* start PAGE EXCERPT *
Wm: Many of the American vocal artists I have interviewed did not choose musical careers until well into their college years, but you experienced what might be regarded as an elite musical education – admittance to the New York City’s La Guardia High School of Music and Art, acceptance into the Aspen Music Festival School of Conducting at age 18, then collegiate training at the Juilliard School. How did these experiences during your teenage years lead to your decision to become a conductor of classical music and opera.

JC: First, let me suggest that “elite”, which implies membership in a privileged class, is not the word I would use to describe the education I received. There is nothing elite about me. I don’t come from a musical family.

The La Guardia high school is part of the New York City public school system. Much of my education came from the free access I had to the New York Public Library. There was no means for an elite education. Without the library, I wouldn’t have been able to do anything. Furthermore, the students admitted into the Juilliard School reflect those with musical and artistic talents, regardless of class.

Yet, it was not my schooling at La Guardia and Juilliard that led to my decision to be a conductor. I had that epiphany at 13 years old. I fell in love immediately with classical music and opera. Sometime in October or November of 1963 it was clear to me that I wanted to conduct. Once I knew that, the education followed on that decision. The whole focus changed. I did nothing but study.

Within several months I started piano lessons, I was able to sing in the children’s chorus of an opera company in Queens. I did have the great fortune to grow up in New York City, with its strong commitment to public education. I entered Juilliard as a conducting student already knowing that I wanted to conduct, and to experience what was to be the beginning of The Lincoln Center years.
* end PAGE EXCERPT *
[REQUIRED TASKS]
1. In the interview excerpt above, at what age did JC decide to become a conductor?
2. Please say whether each statement agrees with the interview excerpt above, answering yes or no and quoting the words that decide it: (a) La Guardia High School belongs to New York City's public school system. (b) JC grew up in a musical family. (c) JC chose to become a conductor while studying at Juilliard.
3. Extend the interview with the conductor above, picking up right after its final sentence.
* start PROVIDED RECORDS *
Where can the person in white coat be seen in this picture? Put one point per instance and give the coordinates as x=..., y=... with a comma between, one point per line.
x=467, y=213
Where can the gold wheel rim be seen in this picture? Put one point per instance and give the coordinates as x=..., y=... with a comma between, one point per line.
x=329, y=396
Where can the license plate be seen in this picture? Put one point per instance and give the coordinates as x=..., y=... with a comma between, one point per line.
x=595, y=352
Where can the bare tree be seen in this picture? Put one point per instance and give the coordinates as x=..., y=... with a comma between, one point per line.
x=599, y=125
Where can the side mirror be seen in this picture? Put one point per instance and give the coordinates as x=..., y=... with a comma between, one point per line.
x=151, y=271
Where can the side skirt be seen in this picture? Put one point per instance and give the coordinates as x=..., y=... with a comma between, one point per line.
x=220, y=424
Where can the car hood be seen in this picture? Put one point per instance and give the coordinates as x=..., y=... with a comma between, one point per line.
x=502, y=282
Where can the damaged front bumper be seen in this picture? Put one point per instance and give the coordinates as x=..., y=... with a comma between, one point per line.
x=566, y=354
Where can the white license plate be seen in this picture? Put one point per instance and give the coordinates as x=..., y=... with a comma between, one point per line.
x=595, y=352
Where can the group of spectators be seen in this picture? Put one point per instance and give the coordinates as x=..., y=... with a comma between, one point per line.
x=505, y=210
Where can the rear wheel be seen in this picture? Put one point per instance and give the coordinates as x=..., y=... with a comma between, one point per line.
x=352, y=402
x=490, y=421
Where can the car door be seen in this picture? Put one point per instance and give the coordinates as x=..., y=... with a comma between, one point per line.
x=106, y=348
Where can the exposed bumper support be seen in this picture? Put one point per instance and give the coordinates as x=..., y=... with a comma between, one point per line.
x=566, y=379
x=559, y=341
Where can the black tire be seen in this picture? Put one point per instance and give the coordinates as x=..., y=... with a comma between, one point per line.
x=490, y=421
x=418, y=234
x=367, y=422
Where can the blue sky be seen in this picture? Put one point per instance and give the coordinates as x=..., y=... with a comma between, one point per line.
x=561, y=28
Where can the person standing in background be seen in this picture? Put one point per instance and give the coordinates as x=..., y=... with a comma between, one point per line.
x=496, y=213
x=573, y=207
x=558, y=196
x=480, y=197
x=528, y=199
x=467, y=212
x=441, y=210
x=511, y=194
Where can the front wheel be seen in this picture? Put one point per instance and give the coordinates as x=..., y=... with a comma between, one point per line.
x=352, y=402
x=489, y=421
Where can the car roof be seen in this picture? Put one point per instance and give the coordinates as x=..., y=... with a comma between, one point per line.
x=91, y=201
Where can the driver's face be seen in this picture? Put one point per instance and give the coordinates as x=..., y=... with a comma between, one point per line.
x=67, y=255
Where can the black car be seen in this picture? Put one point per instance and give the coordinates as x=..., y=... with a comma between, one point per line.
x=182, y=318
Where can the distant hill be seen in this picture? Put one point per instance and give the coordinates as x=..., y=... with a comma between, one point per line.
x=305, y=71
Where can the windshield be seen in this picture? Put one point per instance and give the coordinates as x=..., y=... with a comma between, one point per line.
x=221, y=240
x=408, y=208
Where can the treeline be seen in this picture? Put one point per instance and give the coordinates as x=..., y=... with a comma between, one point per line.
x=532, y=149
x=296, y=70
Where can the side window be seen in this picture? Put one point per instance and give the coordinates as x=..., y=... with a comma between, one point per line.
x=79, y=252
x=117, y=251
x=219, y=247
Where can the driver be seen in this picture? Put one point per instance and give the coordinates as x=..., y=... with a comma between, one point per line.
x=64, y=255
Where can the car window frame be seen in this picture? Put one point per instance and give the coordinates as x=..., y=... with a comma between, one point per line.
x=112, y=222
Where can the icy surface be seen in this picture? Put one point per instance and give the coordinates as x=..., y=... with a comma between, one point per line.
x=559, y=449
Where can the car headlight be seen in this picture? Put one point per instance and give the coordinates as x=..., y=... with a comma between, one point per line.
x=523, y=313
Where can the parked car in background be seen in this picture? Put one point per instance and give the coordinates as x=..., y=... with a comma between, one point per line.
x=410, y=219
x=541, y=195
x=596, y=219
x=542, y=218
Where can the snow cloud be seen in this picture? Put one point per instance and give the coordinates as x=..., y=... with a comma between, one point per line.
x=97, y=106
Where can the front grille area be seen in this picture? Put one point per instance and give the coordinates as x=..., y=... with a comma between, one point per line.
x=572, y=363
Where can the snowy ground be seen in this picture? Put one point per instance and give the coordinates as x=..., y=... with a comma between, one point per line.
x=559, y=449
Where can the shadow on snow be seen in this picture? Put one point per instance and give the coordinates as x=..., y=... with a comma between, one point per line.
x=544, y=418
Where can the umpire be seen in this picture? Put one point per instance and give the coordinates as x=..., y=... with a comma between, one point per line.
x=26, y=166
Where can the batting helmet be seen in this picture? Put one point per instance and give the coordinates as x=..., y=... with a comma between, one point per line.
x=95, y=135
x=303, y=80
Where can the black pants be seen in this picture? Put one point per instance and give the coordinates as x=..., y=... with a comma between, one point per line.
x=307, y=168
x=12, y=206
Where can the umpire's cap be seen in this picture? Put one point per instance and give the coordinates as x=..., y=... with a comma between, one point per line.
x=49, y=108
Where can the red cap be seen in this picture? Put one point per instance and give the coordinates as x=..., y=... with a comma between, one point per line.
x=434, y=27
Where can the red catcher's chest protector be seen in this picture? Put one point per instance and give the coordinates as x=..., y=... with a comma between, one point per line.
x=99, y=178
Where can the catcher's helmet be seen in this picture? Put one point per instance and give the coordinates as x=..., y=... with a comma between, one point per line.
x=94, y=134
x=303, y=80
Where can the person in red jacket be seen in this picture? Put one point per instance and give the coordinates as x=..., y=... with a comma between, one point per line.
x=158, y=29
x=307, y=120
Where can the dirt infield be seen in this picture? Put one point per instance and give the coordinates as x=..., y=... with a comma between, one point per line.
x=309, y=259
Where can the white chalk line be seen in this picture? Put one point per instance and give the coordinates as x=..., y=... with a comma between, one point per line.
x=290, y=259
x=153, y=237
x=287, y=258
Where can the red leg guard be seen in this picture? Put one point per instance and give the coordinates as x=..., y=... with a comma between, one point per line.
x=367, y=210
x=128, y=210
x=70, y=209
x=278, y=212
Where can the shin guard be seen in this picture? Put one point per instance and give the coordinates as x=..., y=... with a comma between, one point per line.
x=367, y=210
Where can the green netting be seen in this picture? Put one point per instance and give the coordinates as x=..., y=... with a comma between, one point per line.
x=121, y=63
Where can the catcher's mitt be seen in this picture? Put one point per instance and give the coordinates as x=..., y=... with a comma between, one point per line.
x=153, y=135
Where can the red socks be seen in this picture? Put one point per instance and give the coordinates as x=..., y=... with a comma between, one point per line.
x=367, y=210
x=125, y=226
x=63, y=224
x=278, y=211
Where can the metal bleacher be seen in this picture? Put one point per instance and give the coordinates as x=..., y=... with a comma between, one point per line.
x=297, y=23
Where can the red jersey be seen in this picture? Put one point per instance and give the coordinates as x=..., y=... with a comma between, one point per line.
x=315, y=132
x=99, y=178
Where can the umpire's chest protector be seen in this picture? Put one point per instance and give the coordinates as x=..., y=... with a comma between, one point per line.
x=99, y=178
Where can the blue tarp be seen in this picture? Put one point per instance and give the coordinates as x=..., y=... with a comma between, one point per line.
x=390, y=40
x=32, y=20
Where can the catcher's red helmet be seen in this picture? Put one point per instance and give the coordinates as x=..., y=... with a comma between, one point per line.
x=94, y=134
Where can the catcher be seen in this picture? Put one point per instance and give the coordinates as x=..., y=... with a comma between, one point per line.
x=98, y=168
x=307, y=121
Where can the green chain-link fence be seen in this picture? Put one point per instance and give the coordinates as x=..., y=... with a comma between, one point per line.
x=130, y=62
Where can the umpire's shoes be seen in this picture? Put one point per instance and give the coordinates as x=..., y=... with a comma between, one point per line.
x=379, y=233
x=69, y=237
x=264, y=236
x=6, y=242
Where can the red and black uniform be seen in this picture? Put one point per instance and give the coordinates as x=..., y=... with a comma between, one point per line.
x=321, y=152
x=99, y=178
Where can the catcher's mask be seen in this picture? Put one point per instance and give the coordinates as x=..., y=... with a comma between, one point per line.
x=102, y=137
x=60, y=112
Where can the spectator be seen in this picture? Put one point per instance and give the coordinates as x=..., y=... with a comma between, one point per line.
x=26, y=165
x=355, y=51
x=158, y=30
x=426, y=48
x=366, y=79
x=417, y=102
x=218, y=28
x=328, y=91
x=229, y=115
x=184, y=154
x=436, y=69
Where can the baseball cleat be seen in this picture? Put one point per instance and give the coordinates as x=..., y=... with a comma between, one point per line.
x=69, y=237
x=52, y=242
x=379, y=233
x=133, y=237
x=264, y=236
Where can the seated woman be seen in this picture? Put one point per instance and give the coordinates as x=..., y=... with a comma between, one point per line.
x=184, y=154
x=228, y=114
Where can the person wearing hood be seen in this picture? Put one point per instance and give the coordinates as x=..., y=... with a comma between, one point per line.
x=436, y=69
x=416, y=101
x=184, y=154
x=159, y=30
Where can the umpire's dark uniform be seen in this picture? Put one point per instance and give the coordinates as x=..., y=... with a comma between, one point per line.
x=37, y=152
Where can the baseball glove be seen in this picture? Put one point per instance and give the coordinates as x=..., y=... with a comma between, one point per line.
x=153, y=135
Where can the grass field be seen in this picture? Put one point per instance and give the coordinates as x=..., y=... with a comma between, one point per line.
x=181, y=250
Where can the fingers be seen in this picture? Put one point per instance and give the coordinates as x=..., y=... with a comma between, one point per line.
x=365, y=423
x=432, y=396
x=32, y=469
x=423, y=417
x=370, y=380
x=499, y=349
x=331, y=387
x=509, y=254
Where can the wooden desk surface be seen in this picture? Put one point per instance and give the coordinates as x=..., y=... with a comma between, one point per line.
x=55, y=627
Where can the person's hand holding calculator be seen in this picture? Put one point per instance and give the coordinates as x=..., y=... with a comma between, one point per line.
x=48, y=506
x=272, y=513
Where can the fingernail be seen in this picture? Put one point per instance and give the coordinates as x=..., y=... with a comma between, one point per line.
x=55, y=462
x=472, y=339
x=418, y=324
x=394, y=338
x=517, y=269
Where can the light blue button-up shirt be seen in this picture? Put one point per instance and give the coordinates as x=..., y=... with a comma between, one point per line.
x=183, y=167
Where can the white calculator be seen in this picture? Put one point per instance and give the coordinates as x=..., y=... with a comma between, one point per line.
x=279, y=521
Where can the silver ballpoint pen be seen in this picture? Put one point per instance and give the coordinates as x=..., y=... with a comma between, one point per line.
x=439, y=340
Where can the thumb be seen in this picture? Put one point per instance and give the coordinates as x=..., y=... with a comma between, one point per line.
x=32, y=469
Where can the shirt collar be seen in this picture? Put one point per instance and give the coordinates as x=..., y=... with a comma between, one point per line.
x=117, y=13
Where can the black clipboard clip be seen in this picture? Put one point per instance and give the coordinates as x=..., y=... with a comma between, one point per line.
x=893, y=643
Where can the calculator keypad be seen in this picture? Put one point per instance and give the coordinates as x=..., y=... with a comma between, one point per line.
* end PROVIDED RECORDS *
[RESULTS OF THE TASKS]
1. At 13 years old.

2.
(a) Yes: "The La Guardia high school is part of the New York City public school system."
(b) No: "I don’t come from a musical family."
(c) No: "I entered Juilliard as a conducting student already knowing that I wanted to conduct"

3.
There is no school of conducting as there is for piano. Every conductor’s education is different from that of others. There are certain centers now with some great conducting teachers, such as those begun by Jorma Panula in Finland, a country that succeeds in educating its whole population. Any place with massive investment in education will prove to be an advantage to those who are extremely talented.

Conductor Gustavo Dudamel is a leader in the fight to save music education in the schools. I strongly believe in such efforts.

Wm: While on a Juilliard tour of Europe at age 20, you secured an invitation to work as a musical assistant at the following year’s Spoleto Festival, during which time you conducted a performance of Mussorgsky’s “Boris Godunov”. The idea of an American 21 year old conducting an opera during a European international festival seems quite extraordinary. Could you elaborate on how this came to be?

JC: I was in Spoleto because I was assisting the Juilliard school orchestra which was on tour. I was invited back for an assistant conducting job, coaching singers and was thoroughly involved in the musical preparation. Spoleto provided me with the opportunity to conduct one performance.

This was one of the first productions of the real Mussorgsky “Boris”. Although the Shostakovich version had started to be played, in 1971 it was still Rimsky-Korsakov’s reorchestration of the work that ruled the world. I knew the opera well in Rimsky’s version.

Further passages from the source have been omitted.